··· Registros

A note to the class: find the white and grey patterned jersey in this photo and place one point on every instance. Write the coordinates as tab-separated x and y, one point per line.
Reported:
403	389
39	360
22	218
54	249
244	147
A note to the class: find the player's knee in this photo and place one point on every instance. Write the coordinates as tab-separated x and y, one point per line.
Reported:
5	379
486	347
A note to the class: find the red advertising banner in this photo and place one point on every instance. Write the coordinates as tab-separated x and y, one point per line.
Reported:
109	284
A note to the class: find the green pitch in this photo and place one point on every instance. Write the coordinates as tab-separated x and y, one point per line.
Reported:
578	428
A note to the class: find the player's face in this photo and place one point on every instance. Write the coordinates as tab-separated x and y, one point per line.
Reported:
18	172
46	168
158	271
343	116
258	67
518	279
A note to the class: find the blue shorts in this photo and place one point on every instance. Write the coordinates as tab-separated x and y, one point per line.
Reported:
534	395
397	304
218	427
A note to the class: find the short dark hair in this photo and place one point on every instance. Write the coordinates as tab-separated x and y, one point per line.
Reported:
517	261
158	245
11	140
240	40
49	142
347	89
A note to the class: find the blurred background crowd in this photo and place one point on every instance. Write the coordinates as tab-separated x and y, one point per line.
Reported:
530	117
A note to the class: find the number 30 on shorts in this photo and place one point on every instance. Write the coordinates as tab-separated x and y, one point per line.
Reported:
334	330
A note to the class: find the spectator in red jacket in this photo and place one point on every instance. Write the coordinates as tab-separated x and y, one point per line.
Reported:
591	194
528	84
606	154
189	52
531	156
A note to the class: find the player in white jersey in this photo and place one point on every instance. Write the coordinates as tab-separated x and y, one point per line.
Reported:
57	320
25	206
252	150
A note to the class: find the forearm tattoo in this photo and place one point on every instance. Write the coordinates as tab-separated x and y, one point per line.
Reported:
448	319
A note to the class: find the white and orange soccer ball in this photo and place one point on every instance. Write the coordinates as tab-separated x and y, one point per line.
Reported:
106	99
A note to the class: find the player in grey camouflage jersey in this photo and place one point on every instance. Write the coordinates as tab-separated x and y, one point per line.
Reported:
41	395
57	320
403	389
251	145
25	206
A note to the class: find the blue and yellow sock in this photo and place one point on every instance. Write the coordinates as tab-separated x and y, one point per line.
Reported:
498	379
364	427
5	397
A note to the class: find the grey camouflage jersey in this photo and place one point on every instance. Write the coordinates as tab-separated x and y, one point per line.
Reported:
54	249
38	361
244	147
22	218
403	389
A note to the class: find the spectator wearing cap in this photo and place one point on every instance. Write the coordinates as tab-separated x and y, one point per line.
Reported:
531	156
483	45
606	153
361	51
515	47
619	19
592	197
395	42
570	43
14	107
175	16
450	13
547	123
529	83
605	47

······
··· Registros

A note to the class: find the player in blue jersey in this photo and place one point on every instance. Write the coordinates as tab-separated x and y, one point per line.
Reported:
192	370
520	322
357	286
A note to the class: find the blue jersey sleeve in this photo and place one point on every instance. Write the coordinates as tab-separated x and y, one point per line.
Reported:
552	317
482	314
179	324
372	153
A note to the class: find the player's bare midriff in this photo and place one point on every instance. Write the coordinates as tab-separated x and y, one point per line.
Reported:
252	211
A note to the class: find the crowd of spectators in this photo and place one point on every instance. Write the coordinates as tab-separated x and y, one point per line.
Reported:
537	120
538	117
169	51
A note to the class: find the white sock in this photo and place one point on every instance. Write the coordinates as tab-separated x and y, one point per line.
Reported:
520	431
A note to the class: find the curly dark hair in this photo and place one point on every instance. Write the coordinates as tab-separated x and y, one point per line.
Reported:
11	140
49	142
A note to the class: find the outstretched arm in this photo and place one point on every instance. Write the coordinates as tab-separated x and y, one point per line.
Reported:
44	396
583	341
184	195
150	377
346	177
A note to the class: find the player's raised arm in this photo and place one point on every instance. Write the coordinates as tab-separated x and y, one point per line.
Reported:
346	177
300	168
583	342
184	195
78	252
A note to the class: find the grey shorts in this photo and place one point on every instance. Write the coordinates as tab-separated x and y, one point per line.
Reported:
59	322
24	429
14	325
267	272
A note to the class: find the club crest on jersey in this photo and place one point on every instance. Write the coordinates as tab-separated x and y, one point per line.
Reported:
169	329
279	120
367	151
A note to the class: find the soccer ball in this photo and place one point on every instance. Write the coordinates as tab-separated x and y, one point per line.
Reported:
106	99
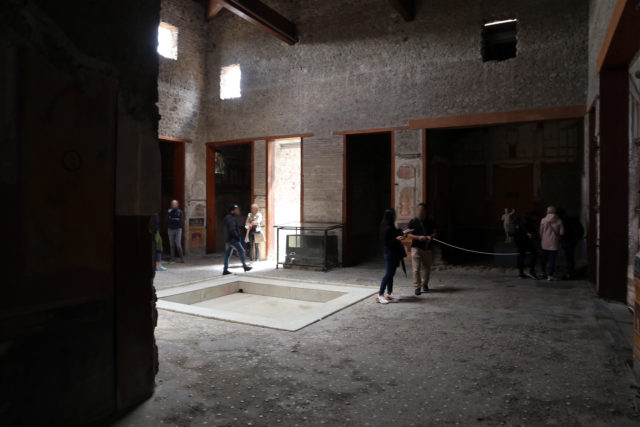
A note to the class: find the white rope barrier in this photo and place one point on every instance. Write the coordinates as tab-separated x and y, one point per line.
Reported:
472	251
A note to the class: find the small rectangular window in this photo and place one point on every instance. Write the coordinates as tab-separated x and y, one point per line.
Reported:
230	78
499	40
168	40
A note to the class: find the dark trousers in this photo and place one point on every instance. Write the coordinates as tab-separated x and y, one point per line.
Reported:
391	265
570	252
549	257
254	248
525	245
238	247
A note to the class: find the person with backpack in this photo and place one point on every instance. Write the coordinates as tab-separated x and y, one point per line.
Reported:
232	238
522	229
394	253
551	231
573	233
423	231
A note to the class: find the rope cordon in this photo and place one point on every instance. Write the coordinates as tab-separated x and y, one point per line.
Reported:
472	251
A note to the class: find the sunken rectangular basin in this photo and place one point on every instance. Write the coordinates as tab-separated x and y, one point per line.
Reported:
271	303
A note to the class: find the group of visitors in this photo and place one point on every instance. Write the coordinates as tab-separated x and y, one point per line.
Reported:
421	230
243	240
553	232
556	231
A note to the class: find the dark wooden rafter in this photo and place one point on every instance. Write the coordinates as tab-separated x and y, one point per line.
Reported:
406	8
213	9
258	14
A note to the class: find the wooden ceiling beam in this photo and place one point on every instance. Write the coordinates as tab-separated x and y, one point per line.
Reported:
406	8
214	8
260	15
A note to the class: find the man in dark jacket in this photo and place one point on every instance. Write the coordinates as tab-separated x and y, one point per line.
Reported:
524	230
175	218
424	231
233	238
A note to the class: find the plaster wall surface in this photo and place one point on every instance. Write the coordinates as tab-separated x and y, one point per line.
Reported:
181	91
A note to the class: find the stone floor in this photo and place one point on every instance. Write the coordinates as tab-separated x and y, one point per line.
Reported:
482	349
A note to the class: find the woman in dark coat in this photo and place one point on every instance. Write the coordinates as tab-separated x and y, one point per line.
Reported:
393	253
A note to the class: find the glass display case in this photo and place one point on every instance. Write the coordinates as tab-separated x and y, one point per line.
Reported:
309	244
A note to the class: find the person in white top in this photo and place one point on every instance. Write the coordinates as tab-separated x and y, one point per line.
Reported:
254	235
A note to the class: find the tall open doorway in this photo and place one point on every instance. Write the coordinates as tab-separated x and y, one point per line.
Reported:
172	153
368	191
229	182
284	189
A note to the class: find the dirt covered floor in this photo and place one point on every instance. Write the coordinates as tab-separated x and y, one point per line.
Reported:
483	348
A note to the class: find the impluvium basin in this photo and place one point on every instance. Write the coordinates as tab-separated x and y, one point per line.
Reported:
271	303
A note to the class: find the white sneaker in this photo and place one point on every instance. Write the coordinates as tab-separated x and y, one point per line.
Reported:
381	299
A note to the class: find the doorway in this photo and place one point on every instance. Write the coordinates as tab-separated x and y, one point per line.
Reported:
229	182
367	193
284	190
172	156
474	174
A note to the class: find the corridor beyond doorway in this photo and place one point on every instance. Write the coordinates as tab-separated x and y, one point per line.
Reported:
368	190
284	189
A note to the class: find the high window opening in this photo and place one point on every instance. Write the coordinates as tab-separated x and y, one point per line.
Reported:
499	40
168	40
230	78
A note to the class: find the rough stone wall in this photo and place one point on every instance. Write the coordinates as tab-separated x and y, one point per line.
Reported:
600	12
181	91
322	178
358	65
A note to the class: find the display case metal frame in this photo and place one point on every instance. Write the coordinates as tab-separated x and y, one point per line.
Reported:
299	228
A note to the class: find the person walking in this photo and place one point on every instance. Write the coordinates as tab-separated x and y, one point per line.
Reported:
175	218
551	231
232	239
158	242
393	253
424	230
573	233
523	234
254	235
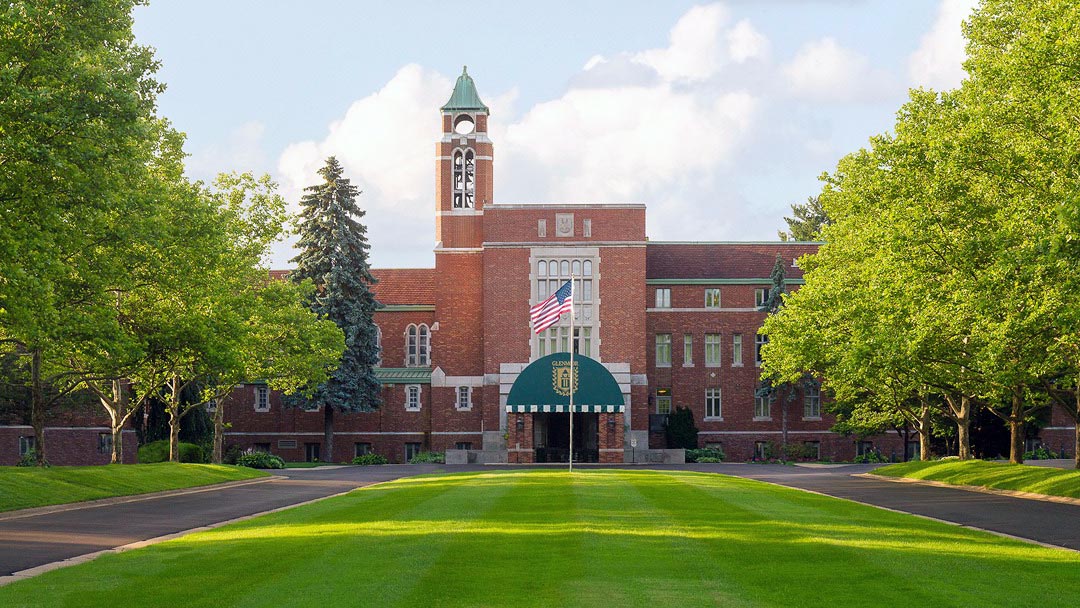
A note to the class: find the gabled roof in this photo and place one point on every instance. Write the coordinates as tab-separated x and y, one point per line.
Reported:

······

**Objetivo**
Determina cuántas líneas de los registros contienen la palabra "crowd", distinguiendo entre mayúsculas y minúsculas, y escribe únicamente ese número.

**Solución**
2